→ **DOCUMENT EXTRACT**
◇ ◇ ◇ ◇ ◇ ◇ ◇
AMONG THE MANY ROLES I enjoy in this writing life, there is one I only recently began to understand. Actually, I never knew I had this role until on a call with a writer. She was looking for writing feedback and we were discussing her book. Specifically, we were discussing the structure and content of a wonderful idea she has for a book. And while I may or may not have used the word “wonderful” in my comments, I do know I spoke extensively on why and how this book will work, to which she replied, “You are a super validator!”
Wow, I thought. I am an action figure. And that sat in my over-wired, seriously caffeine-assisted brain for a nano-second until I blurted out that clearly what was really needed is a shield and a costume.
“After all,” I chugged on, “if I’m already an action figure, why not shoot for superhero?”
Hubris. I know. Absolutely. But with all those comic book movies out there, who can blame a woman for wanting a shield of her own?
So, I got one. And it got me thinking. Writers have an enormous need to validate their work. We need to know if our work is good. We need to know if it’s working as a piece of memoir. We need to know if that writing interests anyone else. And yet what we do is done all alone in a room – in my case, in total silence – sometimes as much as ten hours a day, talking to no one but the dog. And he does not read as well as some. What to do?
Who to Ask to Read Your Work
Some writers want to read every single line they write, as they write it, to someone else. This is never a good idea, unless, of course, you have a dog. Then read as you type all you want. But let’s all agree not to do this with other humans. No partner, spouse or newly-minted lover wants to be accosted every day, at the end of their own work day, with the great need of yours to be validated. With that as an agreed-upon baseline, let’s walk through how and when to get help for your writing.
◇ ◇ ◇ ◇ ◇ ◇ ◇
[Records in a dataset]

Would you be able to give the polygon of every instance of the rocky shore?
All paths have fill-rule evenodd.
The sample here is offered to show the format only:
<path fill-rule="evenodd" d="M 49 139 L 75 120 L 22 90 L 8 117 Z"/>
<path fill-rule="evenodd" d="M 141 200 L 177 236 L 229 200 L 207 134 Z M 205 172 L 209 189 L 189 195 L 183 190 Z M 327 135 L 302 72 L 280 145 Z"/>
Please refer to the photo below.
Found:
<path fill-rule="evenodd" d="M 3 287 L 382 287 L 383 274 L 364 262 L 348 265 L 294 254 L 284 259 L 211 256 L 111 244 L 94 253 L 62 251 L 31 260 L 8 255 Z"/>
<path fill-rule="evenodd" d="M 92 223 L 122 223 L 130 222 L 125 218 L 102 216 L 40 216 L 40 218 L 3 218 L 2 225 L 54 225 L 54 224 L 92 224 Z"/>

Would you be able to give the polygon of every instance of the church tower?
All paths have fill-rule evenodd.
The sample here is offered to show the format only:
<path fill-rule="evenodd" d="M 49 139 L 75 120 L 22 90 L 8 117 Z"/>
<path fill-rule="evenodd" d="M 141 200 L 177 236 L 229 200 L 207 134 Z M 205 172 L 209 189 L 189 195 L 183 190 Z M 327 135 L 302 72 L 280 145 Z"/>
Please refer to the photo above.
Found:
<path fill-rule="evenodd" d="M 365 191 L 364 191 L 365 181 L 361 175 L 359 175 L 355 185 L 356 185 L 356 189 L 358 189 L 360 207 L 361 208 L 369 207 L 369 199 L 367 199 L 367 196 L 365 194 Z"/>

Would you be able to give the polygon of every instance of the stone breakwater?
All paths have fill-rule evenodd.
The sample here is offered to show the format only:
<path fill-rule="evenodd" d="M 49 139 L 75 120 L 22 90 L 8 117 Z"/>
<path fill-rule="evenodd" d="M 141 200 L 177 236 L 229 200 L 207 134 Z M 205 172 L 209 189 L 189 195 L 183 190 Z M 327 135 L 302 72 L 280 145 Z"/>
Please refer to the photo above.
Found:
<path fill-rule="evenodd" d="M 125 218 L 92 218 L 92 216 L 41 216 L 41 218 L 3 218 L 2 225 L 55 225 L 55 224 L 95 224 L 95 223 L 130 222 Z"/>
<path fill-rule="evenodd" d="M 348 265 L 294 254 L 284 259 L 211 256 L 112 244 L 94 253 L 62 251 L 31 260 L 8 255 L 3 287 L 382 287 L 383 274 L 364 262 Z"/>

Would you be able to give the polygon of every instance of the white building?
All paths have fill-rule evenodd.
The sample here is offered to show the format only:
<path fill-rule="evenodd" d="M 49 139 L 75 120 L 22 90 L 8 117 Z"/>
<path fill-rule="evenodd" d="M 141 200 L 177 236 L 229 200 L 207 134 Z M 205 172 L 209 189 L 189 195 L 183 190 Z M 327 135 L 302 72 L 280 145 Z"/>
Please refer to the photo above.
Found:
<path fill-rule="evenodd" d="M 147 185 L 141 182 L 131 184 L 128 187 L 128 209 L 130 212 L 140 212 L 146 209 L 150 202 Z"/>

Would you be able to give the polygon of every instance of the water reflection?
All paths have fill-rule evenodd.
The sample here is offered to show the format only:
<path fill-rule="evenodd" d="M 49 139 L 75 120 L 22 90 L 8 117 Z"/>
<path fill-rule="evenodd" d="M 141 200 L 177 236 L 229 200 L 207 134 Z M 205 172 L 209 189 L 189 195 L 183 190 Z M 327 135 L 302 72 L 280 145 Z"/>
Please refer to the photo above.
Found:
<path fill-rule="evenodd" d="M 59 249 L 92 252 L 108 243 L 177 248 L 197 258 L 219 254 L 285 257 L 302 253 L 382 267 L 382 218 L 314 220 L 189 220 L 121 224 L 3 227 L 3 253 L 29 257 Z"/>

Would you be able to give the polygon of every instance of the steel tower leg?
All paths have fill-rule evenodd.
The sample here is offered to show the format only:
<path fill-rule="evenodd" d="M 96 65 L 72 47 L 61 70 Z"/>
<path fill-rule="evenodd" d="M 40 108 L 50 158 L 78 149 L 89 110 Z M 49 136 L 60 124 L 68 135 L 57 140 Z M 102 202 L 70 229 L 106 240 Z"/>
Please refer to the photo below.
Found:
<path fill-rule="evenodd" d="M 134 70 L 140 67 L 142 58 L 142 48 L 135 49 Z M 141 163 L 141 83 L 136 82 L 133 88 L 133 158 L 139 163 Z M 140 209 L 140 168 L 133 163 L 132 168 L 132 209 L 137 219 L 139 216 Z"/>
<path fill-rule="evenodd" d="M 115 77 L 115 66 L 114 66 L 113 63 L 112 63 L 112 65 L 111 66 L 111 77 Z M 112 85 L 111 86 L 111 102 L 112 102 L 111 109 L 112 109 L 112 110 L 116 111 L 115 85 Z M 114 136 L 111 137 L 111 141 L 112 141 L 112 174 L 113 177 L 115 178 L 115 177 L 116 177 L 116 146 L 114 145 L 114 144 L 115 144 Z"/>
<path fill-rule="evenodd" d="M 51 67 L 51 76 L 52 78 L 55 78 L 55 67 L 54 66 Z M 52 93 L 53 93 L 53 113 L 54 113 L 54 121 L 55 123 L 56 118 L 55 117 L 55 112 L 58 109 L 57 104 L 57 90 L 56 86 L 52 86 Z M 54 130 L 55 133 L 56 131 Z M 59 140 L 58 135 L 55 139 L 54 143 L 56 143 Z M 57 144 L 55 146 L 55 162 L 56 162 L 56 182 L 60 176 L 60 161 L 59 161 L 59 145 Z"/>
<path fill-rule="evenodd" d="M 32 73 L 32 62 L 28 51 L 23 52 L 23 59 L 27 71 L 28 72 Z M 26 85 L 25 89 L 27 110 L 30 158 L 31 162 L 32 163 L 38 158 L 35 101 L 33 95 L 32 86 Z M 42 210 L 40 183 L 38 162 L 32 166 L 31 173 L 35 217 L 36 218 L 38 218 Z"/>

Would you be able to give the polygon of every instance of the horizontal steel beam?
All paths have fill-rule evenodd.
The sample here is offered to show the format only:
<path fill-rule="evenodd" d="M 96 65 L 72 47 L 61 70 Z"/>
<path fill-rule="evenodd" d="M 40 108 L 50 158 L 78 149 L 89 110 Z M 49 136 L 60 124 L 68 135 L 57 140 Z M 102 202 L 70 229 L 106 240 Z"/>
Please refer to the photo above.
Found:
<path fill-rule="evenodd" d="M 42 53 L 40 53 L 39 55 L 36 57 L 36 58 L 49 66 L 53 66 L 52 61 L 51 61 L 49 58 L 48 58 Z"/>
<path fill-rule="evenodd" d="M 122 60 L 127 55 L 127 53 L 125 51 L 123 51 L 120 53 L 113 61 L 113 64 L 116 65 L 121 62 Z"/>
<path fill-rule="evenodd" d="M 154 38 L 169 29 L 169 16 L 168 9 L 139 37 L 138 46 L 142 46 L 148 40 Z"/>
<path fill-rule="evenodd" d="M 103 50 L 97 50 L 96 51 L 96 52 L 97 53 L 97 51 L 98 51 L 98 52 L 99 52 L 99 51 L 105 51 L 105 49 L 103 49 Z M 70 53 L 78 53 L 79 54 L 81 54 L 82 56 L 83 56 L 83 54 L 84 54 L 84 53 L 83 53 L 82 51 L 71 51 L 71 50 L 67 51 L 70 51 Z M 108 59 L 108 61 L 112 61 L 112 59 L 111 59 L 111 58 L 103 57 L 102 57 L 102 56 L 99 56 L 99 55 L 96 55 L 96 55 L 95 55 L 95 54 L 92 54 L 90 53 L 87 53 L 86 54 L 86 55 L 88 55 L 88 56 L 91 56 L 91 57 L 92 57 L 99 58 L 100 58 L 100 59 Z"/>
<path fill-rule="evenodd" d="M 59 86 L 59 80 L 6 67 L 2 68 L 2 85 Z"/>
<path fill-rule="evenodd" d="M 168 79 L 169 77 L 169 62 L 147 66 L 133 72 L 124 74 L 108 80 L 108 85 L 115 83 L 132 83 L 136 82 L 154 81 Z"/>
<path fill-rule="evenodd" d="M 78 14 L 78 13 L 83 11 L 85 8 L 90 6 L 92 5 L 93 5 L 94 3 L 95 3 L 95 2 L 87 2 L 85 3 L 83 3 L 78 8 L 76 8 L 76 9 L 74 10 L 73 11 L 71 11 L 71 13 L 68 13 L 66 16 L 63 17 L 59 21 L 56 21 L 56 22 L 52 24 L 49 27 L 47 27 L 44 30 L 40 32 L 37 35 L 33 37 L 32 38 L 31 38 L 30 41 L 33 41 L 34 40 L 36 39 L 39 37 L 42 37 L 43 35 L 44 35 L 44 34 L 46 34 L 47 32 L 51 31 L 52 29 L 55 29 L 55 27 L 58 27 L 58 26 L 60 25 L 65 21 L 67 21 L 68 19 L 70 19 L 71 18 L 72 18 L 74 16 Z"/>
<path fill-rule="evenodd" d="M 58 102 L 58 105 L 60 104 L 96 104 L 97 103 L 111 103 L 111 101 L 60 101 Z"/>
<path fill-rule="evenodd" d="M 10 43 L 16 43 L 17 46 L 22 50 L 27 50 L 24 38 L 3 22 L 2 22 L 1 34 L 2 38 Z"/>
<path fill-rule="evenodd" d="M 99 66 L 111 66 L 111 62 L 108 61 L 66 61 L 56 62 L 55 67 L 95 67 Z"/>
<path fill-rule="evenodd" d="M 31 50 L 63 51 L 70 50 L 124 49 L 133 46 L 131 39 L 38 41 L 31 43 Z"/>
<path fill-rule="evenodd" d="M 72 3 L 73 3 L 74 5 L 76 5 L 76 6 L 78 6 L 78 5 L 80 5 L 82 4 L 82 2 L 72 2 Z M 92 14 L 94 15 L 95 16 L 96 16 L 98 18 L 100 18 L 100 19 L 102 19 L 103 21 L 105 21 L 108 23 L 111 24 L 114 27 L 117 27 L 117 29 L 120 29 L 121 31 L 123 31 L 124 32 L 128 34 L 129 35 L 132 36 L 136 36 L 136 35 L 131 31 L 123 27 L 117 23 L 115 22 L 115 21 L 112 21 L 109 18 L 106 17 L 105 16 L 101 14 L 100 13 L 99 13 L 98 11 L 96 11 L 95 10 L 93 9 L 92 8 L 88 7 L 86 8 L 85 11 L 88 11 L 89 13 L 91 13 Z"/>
◇ ◇ ◇ ◇ ◇ ◇ ◇
→ **EXERCISE SET**
- a) In the essay on the writing life, what did the writer on the call say the author was?
- b) Rewrite the part of the writing-life essay from "So, I got one." up to and including "What to do?", putting "study" in place of "room".
- c) Pick up the essay on writers seeking validation after its last sentence and keep writing.

→ **THE REPLIES**
- a) A super validator.

- b)
So, I got one. And it got me thinking. Writers have an enormous need to validate their work. We need to know if our work is good. We need to know if it’s working as a piece of memoir. We need to know if that writing interests anyone else. And yet what we do is done all alone in a study – in my case, in total silence – sometimes as much as ten hours a day, talking to no one but the dog. And he does not read as well as some. What to do?

- c)
Growing up, I had two parents who were writers. My father, a sportswriter of some renown, was a great producer of copy. Oh, he agonized — between keystrokes, running his hands through his thinning hair — but he successfully wrote and published, on deadline, all the time.
My mother, on the other hand, another journalist, somehow became a non-writing writer after the marriage and leaving her newspaper job. When I knew her, she merely talked about her ideas. And even as a little kid I felt terribly sorry for her on this one. There was the idea she had called “In a Plain Brown Bag, Please,” which she talked about a lot when we were kids. Together, she and Jerry, the owner of the local liquor store, would tell the tales of the various customers who patronized his shop. Every time my mother visited him on Northern Boulevard in Queens, she came home with a bag and a tale.
There was the idea she had after we returned from a particular provocative trip to Mexico in which we stayed next to an orphanage. She wanted to go back and delve into those small lives and where they might be lived.
Her family heard her roll out these ideas one after another for a good long while, loved them and listened rapturously. But she never wrote them down. And maybe it’s there – in our loving them – that the first lesson is had.
What is Good Writing Feedback?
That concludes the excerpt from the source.